Sunday, October 17, 2010

Second Circuit Holds That FDCPA Does Not Apply to Proof of Claim in Bankruptcy

The Second Circuit has held that an allegedly inflated proof of claim cannot form the basis for a claim under the Fair Debt Collection Practices Act. Simmons v. Roundup Funding, No. 09-4984 (2nd Cir. 10/5/10). The opinion can be found here.

In Simmons, Roundup Funding filed a proof of claim for $2,039.21. After a hearing on claims objection, the court reduced the claim to $1,100.00, the amount that the debtors acknowledged to be owed.

Having achieved victory on the claims objection, the Debtors then sought to bring a class action under the FDCPA. The District Court was not impressed and not only dismissed the action, but awarded attorney's fees against the Debtors. The Second Circuit affirmed the dismissal, but reversed the award of attorney's fees.

The Court wrote:

Federal courts have consistently ruled that filing a proof of claim in bankruptcy court (even one that is somehow invalid) cannot constitute the sort of abusive debt collection practice proscribed by the FDCPA, and that such a filing therefore cannot serve as the basis for an FDCPA action (citations omitted).

We join these courts. The FDCPA is designed to protect defenseless debtors and to give them remedies against abuse by creditors. There is no need to protect debtors who are already under the protection of the bankruptcy court, and there is no need to supplement the remedies afforded by bankruptcy itself.

Slip Opinion, at 5-6.

It is interesting that the Court did not cite any provision of the FDCPA in affirming the dismissal. While the Fair Debt Collection Practices Act is designed to protect "defenseless debtors" from voracious collectors, this is typically not a requirement under the statute. The omission of a word or two can be the basis for an action regardless of whether the debtor was defenseless or not.

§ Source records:

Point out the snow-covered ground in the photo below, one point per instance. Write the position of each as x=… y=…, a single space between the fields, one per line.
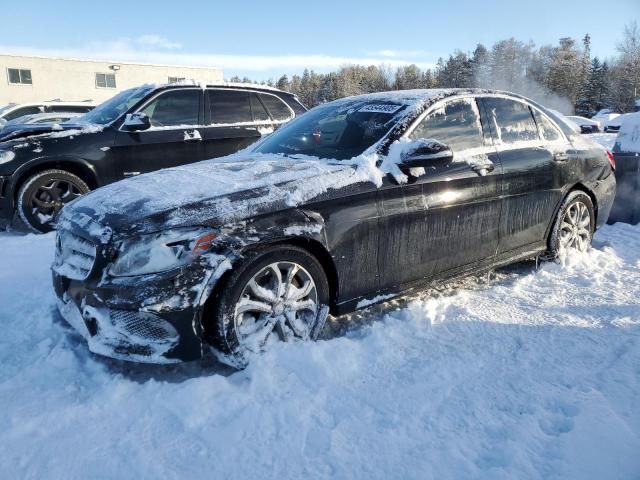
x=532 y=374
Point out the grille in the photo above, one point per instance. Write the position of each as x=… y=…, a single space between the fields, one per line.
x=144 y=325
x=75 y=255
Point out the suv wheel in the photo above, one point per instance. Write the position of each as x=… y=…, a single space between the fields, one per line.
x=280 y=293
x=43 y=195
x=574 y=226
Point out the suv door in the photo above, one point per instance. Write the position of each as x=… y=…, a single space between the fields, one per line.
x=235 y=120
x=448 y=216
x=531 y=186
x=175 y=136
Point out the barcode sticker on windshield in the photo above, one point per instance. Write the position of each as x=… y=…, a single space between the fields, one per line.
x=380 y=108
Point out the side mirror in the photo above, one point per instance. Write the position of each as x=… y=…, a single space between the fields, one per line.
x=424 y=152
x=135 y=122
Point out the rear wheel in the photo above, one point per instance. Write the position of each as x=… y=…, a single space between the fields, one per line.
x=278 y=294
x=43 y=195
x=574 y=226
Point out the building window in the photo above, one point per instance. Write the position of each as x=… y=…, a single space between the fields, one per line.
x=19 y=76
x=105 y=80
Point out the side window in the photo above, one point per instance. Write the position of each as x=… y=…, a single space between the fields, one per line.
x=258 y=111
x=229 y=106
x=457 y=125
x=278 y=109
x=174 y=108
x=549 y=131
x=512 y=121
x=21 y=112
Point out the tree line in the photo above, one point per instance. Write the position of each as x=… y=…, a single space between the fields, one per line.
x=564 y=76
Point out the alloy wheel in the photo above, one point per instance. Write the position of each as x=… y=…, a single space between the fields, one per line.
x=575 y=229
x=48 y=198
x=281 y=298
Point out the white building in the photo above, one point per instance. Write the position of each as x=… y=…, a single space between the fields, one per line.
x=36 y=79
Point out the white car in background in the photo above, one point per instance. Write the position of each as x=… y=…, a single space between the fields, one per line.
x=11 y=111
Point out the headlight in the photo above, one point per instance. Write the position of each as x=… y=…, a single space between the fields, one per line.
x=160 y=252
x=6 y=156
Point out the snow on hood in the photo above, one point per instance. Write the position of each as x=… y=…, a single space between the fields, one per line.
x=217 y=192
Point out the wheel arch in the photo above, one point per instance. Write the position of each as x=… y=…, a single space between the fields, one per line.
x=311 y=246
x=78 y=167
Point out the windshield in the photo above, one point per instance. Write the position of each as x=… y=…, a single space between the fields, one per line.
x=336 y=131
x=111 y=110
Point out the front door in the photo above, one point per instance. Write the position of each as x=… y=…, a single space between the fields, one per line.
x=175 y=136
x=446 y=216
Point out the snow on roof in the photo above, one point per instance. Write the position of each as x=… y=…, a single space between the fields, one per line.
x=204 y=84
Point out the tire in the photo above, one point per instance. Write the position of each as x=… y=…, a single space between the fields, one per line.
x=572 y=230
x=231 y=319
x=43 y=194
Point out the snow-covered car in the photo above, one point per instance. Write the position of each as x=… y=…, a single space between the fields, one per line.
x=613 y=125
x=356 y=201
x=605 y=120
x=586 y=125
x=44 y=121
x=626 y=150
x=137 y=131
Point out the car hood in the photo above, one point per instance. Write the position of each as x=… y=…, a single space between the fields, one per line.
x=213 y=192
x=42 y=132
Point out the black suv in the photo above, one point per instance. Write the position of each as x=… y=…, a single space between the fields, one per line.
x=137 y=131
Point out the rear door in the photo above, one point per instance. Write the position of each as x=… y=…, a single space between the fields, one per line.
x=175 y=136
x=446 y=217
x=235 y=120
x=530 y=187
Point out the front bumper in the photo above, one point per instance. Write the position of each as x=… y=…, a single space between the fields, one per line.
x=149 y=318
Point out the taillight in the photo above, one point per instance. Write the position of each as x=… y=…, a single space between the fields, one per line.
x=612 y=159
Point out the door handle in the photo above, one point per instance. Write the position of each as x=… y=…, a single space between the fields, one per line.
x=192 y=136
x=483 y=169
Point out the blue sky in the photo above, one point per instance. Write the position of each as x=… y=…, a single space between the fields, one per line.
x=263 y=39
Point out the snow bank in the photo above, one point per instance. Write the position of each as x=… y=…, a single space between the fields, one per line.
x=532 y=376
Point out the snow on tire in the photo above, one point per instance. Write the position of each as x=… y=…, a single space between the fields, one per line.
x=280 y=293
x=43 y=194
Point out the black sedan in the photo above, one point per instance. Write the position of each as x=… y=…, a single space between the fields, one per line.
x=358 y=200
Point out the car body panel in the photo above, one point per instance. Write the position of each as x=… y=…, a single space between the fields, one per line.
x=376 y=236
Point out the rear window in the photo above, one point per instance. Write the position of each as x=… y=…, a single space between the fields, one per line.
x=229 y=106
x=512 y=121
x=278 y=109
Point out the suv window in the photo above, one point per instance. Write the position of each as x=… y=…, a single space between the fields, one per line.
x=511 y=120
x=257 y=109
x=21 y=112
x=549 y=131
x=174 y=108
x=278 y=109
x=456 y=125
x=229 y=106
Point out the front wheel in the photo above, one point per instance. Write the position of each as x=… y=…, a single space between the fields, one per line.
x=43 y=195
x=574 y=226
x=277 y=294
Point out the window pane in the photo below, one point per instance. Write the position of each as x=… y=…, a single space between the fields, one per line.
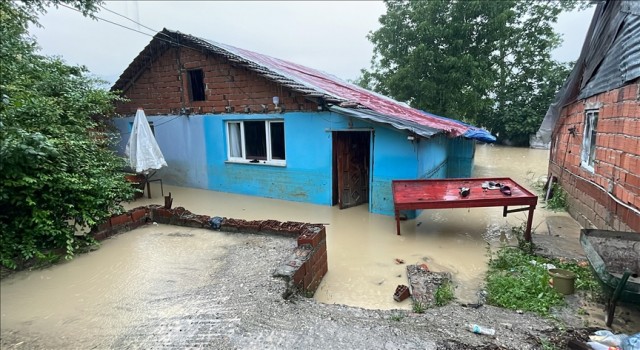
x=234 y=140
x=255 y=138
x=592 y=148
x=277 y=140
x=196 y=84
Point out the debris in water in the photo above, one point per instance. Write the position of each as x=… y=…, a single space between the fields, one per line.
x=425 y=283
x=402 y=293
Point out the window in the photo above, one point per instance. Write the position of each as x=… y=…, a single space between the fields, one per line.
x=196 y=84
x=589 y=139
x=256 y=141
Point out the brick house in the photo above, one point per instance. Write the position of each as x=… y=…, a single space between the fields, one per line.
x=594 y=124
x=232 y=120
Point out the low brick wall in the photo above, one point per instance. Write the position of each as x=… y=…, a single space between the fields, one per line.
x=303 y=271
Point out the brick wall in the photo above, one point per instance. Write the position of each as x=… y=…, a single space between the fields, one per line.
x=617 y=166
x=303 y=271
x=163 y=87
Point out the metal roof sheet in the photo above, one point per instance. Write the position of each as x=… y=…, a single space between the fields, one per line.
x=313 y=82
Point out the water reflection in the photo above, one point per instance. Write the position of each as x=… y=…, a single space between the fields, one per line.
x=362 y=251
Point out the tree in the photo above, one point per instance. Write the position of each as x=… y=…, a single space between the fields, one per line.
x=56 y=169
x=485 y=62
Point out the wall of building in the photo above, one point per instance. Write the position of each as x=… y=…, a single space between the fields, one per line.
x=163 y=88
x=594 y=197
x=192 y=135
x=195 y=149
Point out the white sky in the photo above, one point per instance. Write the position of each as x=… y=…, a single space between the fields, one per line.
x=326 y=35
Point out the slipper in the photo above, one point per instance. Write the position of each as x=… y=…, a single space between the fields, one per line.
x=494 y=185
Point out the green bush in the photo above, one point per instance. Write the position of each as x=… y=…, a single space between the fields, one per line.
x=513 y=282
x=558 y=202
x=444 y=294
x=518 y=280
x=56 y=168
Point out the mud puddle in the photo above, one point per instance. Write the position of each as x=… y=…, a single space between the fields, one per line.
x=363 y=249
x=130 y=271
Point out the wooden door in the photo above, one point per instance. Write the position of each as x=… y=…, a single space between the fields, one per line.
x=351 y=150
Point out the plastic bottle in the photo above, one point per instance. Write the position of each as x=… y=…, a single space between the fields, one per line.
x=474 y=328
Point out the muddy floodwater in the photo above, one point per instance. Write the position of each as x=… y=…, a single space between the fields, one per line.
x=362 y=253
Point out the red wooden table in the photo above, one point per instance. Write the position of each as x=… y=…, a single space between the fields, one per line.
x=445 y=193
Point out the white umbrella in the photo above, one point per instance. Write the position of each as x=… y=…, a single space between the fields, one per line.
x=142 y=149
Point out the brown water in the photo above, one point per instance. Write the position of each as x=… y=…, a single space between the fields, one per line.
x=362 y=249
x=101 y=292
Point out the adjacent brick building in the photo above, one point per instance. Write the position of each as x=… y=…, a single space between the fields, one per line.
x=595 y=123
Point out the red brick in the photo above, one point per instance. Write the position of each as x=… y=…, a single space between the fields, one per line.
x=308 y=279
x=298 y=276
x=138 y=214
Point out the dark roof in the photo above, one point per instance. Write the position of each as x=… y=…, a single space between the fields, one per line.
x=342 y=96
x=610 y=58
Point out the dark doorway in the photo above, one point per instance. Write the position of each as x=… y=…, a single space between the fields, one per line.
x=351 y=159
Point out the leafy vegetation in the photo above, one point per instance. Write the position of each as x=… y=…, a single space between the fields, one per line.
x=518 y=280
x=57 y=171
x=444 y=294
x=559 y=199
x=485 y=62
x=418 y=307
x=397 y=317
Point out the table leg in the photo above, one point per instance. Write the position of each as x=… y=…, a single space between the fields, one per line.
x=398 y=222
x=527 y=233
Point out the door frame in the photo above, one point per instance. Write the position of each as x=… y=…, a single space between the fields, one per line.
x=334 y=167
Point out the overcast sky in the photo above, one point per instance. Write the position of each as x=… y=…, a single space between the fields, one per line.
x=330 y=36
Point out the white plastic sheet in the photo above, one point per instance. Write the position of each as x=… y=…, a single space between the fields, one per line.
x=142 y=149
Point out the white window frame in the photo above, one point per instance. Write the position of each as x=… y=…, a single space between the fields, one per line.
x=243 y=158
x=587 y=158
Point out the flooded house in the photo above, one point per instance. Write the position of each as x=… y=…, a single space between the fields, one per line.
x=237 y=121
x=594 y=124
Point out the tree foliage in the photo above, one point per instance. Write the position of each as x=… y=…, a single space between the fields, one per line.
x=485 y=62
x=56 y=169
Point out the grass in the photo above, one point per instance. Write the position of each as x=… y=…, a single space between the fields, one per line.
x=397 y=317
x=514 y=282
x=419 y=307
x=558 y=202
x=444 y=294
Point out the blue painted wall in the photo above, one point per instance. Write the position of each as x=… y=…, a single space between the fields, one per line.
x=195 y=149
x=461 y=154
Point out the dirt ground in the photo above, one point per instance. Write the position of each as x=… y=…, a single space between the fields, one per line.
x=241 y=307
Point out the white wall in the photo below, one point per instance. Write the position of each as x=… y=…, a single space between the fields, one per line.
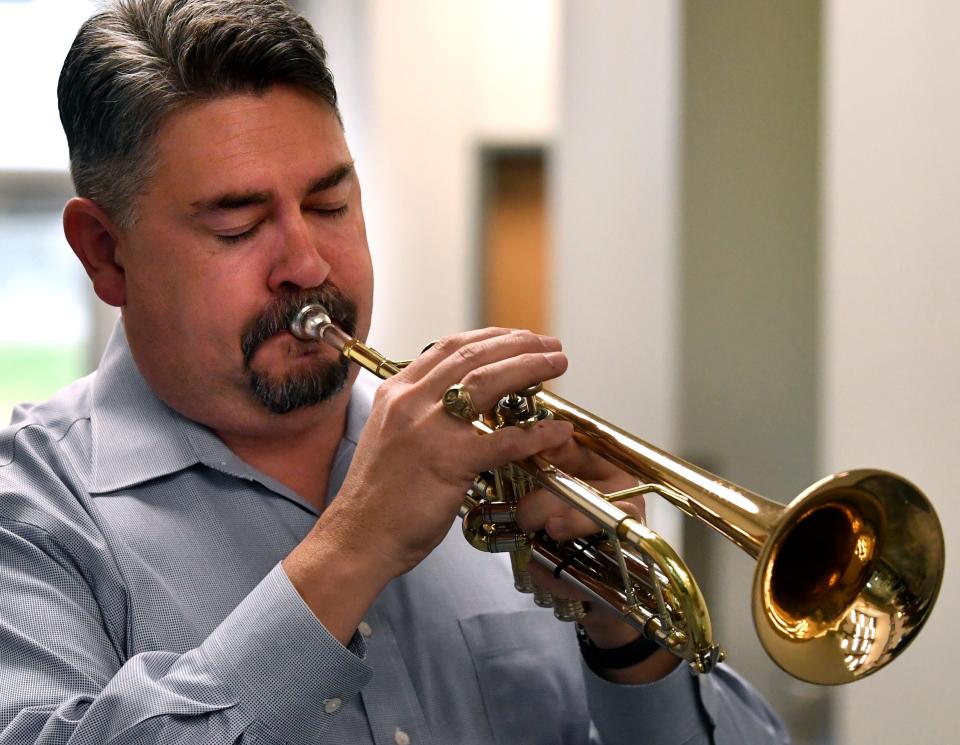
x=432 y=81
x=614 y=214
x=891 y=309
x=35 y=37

§ To do:
1) Transcribe the stretch from "The Second Circuit has" through "of attorney's fees." in the post on the Second Circuit's FDCPA ruling.
2) Write the next part of the post on the Second Circuit's FDCPA ruling, beginning after its last sentence.

§ Expected results:
1)
The Second Circuit has held that an allegedly inflated proof of claim cannot form the basis for a claim under the Fair Debt Collection Practices Act. Simmons v. Roundup Funding, No. 09-4984 (2nd Cir. 10/5/10). The opinion can be found here.

In Simmons, Roundup Funding filed a proof of claim for $2,039.21. After a hearing on claims objection, the court reduced the claim to $1,100.00, the amount that the debtors acknowledged to be owed.

Having achieved victory on the claims objection, the Debtors then sought to bring a class action under the FDCPA. The District Court was not impressed and not only dismissed the action, but awarded attorney's fees against the Debtors. The Second Circuit affirmed the dismissal, but reversed the award of attorney's fees.

2)
While the opinion achieves a common sense result, other courts have held that violations of the Bankruptcy Code may result in a claim under the FDCPA. Randolph vs. IMBS, Inc., 368 F.3rd 726 (7th Cir. 2004). The Randolph case allowed a debtor to bring an FDCPA claim based upon a violation of the discharge, holding that the Bankruptcy Code could not preempt the FDCPA. The distinction here may be between acts which take place outside of bankruptcy (such as violations of the discharge) and acts which take place within the bankruptcy court (such as filing a proof of claim). Unfortunately, the rationale is not stated as clearly as it could have been.

1 comment:

Evan Parker said...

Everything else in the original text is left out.